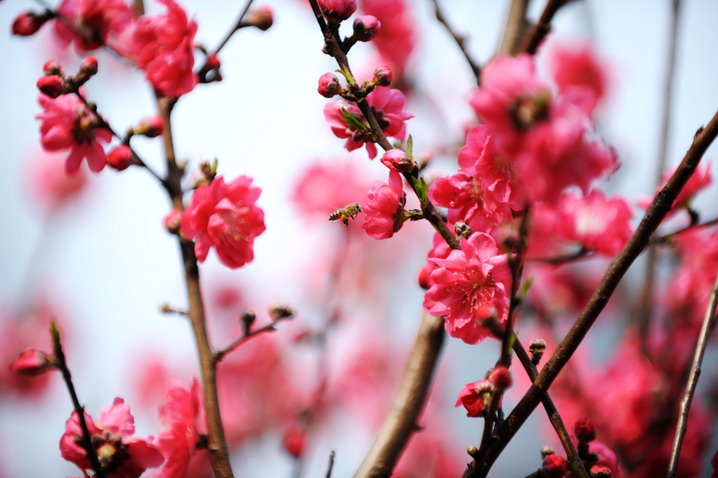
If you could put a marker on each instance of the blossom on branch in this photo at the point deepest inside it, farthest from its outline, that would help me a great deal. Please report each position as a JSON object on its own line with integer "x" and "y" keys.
{"x": 67, "y": 123}
{"x": 119, "y": 453}
{"x": 469, "y": 286}
{"x": 224, "y": 216}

### Your task:
Turn the lines of the items above into a numbered list, omitting any blank lines and leaving out the pictures.

### Expected answer:
1. If you could put a marker on each instance of the blossom on branch in this photo at the point deepest inside it, farthest from its outline, that would help me a great deal. Please report each position as a JSON object on its own line with integer "x" and "y" keys.
2. {"x": 67, "y": 123}
3. {"x": 119, "y": 453}
4. {"x": 469, "y": 286}
5. {"x": 224, "y": 216}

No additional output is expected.